DOCUMENT TEXT ▸
—————
- Joannès in 1952

Member of the Central Committee of the French Communist Party
- In office 1956–1967

Personal details
- Born: Golda-Raka Nussbaum 28 July 1918 Warsaw, Poland
- Died: 6 September 1992 (aged 74) Paris, France
- Party: French Communist Party (PCF)
- Spouse: Victor Joannès ​ ​(m. 1939; died 1972)​
- Children: 4
- Occupation: Seamstress

= Gisèle Joannès =

French trade unionist, communist, and member of the French Resistance (1918–1992)

Gisèle Joannès (28 February 1918 – 6 September 1992) was a French trade unionist and communist who operated underground as part of the French Resistance during World War II.

== Early life ==
Originally born in Poland, Joannès's family immigrated to Paris in 1921 when she was around three years old. Her family were nonpracticing Jews, although she was an atheist like her father. When she was 17, she joined the French Communist Youth organization. (Note: Also called l’Union des jeunes filles) She sewed clothes at a "couture" workshop, and was, in her words, "a card-carrying member of the CGT syndicate". In November 1938, she was fired for going on strike.

== Resistance against Nazi occupation ==

In April 1939, when she was 20 years old, she married Victor Joannès, the National Secretary of the French Communist Youth organization. In September, her husband had to go into hiding; the following month, Joannès joined him after the police tried to arrest her at her home. From this point until the end of World War II, she dedicated herself to the French Resistance against the Nazi occupation of France.
—————
TASKS AND EXERCISES ▸
1. Extract every line of the rows that contains the string "striped". Matching is case-sensitive.
2. Write the next part of the Gisèle Joannès biography, starting after its final sentence.
The Gisèle Joannès biography and the rows come from separate, unrelated sources.
—————
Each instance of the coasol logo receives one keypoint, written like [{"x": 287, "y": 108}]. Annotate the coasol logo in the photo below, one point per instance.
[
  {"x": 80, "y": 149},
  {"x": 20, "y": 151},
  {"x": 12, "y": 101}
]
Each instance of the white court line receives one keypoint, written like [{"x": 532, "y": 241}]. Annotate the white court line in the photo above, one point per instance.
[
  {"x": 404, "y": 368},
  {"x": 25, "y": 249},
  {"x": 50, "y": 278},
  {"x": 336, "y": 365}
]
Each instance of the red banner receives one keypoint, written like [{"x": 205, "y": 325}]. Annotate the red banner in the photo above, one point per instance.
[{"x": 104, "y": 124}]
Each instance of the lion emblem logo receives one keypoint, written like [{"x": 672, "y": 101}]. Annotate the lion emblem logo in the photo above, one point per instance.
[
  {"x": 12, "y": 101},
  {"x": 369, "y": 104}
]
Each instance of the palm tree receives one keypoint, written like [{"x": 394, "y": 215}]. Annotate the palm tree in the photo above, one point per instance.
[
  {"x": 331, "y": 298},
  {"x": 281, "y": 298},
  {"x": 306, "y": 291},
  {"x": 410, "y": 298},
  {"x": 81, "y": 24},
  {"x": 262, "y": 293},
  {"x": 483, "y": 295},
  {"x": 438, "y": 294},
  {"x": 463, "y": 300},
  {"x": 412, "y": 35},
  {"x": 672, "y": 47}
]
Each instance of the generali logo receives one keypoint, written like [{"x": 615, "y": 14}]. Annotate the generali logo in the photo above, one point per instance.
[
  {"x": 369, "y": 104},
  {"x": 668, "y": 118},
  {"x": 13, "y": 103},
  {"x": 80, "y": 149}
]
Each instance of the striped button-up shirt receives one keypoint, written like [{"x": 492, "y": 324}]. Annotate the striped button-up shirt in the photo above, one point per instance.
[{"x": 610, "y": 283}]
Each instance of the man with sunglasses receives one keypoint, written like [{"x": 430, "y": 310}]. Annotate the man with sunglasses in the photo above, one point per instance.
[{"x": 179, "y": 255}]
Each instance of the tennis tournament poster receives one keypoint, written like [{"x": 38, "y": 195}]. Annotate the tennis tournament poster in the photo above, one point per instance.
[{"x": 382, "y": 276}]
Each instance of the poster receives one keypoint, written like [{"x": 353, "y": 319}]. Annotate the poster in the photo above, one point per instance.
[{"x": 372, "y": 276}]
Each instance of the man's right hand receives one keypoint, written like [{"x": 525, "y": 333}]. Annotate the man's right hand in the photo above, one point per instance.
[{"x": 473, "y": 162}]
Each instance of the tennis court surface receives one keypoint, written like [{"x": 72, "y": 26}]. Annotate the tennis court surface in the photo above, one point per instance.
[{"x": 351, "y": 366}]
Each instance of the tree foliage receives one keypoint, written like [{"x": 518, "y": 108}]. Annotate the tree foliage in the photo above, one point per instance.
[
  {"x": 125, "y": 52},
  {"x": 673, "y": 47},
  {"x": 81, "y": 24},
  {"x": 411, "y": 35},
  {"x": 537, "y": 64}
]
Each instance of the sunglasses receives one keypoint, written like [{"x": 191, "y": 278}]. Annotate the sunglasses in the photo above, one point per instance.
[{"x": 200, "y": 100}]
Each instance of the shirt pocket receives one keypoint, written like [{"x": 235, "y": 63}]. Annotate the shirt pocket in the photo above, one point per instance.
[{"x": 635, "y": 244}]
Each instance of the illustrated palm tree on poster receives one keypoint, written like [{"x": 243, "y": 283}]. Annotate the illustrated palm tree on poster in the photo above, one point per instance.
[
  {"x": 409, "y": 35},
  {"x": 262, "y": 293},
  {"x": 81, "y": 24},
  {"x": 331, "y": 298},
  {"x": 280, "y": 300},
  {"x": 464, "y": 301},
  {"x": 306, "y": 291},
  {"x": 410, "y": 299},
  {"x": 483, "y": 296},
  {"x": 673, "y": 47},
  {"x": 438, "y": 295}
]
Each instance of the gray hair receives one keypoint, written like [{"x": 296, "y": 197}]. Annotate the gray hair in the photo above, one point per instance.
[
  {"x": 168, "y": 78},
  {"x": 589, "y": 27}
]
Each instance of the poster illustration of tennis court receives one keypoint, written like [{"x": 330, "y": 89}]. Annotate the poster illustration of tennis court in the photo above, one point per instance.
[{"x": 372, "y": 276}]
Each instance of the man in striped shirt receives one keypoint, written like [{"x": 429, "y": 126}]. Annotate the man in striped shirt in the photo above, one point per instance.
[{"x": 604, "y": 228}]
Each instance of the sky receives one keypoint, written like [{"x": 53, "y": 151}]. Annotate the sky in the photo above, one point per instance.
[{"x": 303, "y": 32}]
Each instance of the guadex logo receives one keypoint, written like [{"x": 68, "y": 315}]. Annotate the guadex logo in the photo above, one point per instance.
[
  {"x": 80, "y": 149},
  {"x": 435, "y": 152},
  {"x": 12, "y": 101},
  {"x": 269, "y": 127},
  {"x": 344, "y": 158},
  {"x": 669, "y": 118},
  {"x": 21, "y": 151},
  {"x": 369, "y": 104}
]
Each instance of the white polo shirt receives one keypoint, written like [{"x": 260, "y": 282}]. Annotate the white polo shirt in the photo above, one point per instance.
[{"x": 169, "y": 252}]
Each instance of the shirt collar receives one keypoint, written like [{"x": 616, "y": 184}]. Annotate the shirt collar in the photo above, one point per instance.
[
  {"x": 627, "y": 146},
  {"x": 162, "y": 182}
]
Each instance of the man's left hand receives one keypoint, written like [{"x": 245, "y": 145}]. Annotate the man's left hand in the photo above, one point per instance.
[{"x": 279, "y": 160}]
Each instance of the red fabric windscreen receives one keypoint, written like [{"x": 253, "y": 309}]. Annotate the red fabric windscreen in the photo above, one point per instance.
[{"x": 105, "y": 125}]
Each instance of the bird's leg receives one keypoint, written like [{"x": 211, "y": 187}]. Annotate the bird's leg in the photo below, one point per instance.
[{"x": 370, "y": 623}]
—————
THE RESPONSES ▸
1.
Each instance of the striped button-up shirt receives one keypoint, written like [{"x": 492, "y": 324}]. Annotate the striped button-up shirt in the photo above, one point per instance.
Each instance of the man in striped shirt receives one keypoint, written like [{"x": 429, "y": 126}]. Annotate the man in striped shirt in the photo above, one point per instance.

2.
While operating underground for the resistance, Joannès adopted different pseudonyms, including "Pierrette" and "Rolande". She also secretly wrote L'Avant-garde, an underground communist newspaper. She would type editions of the paper "with two fingers" and turn up the volume of the radio in her apartment "as loud as possible" to mask the noise of the typewriter. She also frequently traveled to the countryside, smuggling "false cardsration cards, identity cards, and blank marriage certificates". She rode her bicycle and took commuter trains to avoid suspicion.

Joannès described how she had a close call in 1942 when an "Economic Officer" (Note: These officers "prosecuted black marketers".) stopped her and tried to inspect the parcel she carried on her bicycle. The parcel contained food and false documents, which she had covered with baby clothes. When the officer reached to look under the clothes, she started to cry and pleaded with him to leave the items alone, because she needed everything for her baby and her imprisoned husband. All of this was a lie, but the officer believed it.

== Trade unionism and politics ==

After the war, Joannès joined the Women's Commission of the General Confederation of Labour (CGT). She launched two newspapers for women workers in the 1950s: the Revue Des Travailleuses in 1952 and Antoinette (magazine) in 1955. She also served as secretary general of the Clothing Federation from 1952 to 1976. Her advocacy was focused on empowering women in the workforce.

Joannès was a member of the Communist Party of France and served on the Central Committee of the party from 1956 to 1967.

== Notes ==

=== Bibliography ===
- Weitz, Margaret Collins (1995). "Sisters in the Resistance: How Women Fought to Free France 1940-1945"
- Bernard, Jean-Pierre Arthur (1991). "Paris rouge: 1944-1964: les communistes français dans la capitale"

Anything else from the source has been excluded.